● Objective
Copy the lines below word for word, beginning with the line that contains "Task: Locate the man with" and ending with the line that contains "[340,147,403,165]", both of those included.

****************

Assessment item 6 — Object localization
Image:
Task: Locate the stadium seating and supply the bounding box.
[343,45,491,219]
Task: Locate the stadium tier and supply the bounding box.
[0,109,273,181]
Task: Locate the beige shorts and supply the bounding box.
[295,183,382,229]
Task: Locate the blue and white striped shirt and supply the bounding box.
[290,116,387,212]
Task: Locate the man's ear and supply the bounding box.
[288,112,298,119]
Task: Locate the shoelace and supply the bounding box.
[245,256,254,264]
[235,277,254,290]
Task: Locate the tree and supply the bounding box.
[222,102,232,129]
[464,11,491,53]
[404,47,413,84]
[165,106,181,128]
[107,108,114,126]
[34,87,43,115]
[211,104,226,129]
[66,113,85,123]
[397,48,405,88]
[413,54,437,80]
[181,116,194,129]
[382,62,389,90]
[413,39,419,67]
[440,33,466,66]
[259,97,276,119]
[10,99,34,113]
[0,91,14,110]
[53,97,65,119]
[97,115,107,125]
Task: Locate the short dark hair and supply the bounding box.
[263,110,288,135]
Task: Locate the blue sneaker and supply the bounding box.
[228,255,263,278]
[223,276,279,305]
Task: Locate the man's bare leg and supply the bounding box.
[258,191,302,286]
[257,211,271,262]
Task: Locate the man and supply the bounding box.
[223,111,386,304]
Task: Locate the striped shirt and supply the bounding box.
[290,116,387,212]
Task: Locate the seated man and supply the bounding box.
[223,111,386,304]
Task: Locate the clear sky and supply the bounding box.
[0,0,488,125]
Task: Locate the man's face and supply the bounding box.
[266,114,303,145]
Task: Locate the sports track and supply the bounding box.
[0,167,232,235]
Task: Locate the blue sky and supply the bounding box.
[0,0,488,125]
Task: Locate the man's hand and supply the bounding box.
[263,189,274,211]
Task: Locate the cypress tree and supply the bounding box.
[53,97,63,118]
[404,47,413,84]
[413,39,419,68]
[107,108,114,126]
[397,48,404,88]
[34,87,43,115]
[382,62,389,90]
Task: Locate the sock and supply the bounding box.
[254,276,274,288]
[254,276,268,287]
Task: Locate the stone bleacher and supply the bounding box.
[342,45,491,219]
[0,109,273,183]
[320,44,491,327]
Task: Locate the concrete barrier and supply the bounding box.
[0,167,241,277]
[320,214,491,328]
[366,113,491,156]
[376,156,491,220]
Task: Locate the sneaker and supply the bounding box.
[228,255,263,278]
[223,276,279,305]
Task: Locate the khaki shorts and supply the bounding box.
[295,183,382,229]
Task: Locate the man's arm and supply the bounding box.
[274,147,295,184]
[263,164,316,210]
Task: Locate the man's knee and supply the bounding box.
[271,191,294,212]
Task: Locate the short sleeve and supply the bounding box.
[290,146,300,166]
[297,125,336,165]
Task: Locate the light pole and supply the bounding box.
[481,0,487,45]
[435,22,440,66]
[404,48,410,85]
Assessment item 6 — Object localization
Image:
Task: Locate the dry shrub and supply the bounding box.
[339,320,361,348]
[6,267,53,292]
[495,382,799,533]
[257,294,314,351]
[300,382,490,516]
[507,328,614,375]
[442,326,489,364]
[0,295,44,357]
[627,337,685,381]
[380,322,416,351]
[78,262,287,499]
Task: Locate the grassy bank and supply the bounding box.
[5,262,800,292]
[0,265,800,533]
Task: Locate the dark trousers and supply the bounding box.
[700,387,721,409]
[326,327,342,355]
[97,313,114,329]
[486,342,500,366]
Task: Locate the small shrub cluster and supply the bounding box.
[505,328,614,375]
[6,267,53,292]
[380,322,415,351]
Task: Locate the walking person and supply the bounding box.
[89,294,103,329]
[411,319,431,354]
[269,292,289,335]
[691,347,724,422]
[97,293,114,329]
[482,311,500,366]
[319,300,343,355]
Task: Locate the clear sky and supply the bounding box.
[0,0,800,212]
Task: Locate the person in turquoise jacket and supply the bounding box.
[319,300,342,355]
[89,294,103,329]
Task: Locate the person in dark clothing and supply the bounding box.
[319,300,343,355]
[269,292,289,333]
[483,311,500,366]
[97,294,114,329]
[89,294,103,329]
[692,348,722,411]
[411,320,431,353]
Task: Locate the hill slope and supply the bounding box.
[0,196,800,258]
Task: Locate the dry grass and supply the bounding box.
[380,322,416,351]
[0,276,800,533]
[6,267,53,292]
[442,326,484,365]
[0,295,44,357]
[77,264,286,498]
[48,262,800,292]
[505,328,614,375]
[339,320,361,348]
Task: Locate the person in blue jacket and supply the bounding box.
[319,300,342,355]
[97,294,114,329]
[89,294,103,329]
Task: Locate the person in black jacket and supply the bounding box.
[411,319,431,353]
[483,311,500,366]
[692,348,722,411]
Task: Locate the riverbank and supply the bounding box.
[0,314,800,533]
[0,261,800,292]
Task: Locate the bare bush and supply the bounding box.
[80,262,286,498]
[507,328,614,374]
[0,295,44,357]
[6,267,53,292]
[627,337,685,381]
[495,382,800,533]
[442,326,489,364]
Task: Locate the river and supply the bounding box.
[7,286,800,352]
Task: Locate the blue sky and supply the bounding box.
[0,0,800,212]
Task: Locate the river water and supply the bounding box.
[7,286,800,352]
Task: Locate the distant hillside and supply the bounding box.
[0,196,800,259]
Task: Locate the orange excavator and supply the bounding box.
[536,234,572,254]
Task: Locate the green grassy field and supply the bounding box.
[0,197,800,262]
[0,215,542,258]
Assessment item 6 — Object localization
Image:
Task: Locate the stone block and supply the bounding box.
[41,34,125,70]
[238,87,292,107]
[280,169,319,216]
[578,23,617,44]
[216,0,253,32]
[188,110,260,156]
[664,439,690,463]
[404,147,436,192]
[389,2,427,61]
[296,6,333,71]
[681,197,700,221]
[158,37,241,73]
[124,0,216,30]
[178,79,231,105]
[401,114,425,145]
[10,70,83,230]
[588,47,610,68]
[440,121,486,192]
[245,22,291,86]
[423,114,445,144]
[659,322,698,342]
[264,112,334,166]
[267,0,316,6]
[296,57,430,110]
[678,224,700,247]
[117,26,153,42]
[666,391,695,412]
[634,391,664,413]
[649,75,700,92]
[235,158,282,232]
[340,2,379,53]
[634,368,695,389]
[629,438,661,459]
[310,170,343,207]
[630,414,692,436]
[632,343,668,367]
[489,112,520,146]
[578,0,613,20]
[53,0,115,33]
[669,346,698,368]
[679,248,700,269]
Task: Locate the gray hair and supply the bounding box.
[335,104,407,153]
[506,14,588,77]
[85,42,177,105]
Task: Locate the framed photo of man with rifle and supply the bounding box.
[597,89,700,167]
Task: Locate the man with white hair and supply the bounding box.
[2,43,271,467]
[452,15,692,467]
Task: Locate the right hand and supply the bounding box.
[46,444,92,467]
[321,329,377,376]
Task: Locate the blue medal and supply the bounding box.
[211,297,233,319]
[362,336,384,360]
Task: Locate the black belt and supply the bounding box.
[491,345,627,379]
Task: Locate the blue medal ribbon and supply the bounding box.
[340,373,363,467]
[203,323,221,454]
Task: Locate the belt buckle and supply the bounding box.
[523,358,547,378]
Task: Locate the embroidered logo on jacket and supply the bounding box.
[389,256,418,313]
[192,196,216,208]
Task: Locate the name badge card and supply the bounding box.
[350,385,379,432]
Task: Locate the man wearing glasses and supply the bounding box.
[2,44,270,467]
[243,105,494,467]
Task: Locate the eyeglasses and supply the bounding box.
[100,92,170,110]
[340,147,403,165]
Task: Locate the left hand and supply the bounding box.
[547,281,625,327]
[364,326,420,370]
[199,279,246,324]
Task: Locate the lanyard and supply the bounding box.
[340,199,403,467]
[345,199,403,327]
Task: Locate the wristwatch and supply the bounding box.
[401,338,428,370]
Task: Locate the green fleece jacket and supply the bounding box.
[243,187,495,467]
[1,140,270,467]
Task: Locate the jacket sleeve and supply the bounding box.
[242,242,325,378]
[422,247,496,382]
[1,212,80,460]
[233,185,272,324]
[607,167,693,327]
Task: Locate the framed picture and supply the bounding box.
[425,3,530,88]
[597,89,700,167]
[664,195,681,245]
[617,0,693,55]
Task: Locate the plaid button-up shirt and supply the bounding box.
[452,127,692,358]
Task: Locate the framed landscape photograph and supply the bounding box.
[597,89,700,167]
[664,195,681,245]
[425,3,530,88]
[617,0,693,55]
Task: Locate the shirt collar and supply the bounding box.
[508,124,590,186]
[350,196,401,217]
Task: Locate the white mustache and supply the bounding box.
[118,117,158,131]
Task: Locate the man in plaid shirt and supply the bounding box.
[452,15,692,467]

****************

● Output
Task: Locate the man with white hair and supply the bounding box.
[2,43,271,467]
[452,15,692,467]
Task: Locate the right hand and supply the bounding box.
[46,444,92,467]
[321,329,377,376]
Task: Locate the blue medal and supply the bounding box.
[211,297,233,319]
[362,336,384,360]
Task: Locate the black belt and supply the bounding box.
[491,345,627,379]
Task: Locate the blue medal ribbon and supply the bounding box.
[340,373,363,467]
[203,323,221,454]
Task: Locate the belt buckle and supply the bounding box.
[523,358,547,378]
Task: Locate the embroidered logo on jacket and supply the bounding box.
[389,256,418,313]
[192,196,216,208]
Task: Locate the name badge card and supply the bounding box.
[350,385,379,432]
Task: Locate the man wearing glasses and supply the bounding box.
[2,44,270,467]
[243,105,494,467]
Task: Locate the eyeglasses and supply the bounding box.
[100,92,170,110]
[340,147,403,165]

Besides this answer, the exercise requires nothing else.